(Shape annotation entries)
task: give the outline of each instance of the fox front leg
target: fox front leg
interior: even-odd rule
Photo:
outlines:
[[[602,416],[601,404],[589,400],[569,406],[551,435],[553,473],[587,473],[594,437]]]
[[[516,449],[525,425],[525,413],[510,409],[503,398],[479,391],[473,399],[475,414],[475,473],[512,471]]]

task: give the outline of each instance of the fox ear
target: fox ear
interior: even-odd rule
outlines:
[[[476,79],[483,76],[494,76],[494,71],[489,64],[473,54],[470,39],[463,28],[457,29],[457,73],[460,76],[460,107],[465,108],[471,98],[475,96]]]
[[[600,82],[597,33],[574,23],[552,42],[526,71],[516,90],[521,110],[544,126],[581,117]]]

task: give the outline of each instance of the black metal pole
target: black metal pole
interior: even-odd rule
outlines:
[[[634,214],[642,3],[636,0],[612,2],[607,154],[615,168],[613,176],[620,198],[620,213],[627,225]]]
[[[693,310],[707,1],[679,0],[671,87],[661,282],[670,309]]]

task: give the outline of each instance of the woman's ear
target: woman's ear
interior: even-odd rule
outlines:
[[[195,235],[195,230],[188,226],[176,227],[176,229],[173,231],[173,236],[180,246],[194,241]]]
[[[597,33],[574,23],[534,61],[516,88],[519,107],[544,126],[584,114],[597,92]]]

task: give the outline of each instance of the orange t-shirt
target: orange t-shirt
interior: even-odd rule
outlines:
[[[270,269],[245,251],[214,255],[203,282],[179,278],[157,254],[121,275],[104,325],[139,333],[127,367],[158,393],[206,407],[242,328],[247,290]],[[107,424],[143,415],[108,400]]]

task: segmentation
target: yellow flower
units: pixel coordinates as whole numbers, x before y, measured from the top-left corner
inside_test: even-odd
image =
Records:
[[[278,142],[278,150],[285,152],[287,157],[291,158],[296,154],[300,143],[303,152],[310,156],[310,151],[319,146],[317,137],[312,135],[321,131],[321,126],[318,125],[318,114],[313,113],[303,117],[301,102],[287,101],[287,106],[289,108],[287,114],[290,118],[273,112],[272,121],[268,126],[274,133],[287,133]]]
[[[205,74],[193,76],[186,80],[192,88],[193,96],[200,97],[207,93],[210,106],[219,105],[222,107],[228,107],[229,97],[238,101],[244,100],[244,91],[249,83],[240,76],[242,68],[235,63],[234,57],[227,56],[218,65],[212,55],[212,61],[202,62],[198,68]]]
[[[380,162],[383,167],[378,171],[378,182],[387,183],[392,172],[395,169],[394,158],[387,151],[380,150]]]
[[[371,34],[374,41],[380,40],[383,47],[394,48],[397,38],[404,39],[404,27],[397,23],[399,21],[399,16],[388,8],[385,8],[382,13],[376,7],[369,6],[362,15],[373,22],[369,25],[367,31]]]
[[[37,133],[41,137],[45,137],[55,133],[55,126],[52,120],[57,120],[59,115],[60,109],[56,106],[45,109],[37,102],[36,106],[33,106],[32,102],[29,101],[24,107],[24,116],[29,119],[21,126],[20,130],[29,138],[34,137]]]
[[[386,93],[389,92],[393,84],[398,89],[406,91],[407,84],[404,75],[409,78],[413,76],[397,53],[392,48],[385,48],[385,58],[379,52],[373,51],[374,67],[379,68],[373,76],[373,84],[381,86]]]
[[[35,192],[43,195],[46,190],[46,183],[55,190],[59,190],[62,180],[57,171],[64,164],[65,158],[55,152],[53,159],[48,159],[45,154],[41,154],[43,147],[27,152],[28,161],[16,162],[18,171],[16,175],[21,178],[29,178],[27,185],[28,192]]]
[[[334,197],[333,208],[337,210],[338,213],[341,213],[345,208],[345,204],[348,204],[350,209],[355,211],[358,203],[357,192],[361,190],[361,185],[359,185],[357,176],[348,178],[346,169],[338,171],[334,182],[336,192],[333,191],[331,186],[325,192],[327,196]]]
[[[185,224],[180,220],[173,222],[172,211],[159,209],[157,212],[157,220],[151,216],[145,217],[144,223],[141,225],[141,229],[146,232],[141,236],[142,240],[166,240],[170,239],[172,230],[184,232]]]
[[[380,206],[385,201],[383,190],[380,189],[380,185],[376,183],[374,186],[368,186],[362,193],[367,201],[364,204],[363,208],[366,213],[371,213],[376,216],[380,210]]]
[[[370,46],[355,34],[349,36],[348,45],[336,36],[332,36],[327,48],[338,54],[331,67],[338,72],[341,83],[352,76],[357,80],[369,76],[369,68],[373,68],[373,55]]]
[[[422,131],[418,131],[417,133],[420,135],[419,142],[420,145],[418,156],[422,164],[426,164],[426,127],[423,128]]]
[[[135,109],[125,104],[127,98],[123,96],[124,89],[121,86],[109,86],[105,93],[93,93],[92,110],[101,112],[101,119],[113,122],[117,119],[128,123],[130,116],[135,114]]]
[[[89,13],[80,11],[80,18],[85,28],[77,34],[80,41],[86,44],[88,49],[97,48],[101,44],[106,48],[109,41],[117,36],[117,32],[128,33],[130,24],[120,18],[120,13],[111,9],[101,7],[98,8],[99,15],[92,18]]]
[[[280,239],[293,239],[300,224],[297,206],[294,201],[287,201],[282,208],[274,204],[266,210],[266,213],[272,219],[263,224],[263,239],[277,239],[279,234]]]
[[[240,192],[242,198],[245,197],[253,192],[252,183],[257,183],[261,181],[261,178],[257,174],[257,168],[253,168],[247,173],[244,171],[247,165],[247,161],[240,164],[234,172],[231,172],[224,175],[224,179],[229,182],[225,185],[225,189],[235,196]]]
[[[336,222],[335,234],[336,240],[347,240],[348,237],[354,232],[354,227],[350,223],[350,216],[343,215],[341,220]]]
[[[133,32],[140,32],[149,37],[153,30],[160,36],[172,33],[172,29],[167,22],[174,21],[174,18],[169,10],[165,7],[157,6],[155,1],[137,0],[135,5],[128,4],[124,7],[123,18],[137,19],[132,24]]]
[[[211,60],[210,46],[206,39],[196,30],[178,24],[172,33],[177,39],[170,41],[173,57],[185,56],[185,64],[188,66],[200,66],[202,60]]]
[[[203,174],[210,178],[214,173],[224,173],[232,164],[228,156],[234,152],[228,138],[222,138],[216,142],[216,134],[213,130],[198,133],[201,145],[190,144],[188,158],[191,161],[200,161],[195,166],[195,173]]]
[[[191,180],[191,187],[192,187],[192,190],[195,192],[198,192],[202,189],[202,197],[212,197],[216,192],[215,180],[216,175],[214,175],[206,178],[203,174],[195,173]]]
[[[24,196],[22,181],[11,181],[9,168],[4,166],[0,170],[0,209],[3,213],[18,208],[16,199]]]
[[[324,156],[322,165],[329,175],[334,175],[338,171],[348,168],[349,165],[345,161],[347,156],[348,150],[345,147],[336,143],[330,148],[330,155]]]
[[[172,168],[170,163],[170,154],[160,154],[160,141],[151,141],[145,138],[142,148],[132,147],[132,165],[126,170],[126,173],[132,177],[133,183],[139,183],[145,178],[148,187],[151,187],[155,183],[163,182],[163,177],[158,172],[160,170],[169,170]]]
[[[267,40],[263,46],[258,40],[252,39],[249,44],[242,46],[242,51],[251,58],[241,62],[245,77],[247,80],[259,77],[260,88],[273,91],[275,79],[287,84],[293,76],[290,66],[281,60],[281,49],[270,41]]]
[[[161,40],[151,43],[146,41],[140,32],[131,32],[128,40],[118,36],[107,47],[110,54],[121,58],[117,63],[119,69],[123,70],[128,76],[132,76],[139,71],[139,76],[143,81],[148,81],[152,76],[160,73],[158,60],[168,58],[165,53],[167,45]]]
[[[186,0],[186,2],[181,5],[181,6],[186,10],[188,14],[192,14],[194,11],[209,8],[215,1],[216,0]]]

Exercise brief: Select every line in the entries above that contains the string "woman", treating uppercase and lowercase letters as different.

Solution:
task: give the outline of each instance of the woman's ear
target: woman's ear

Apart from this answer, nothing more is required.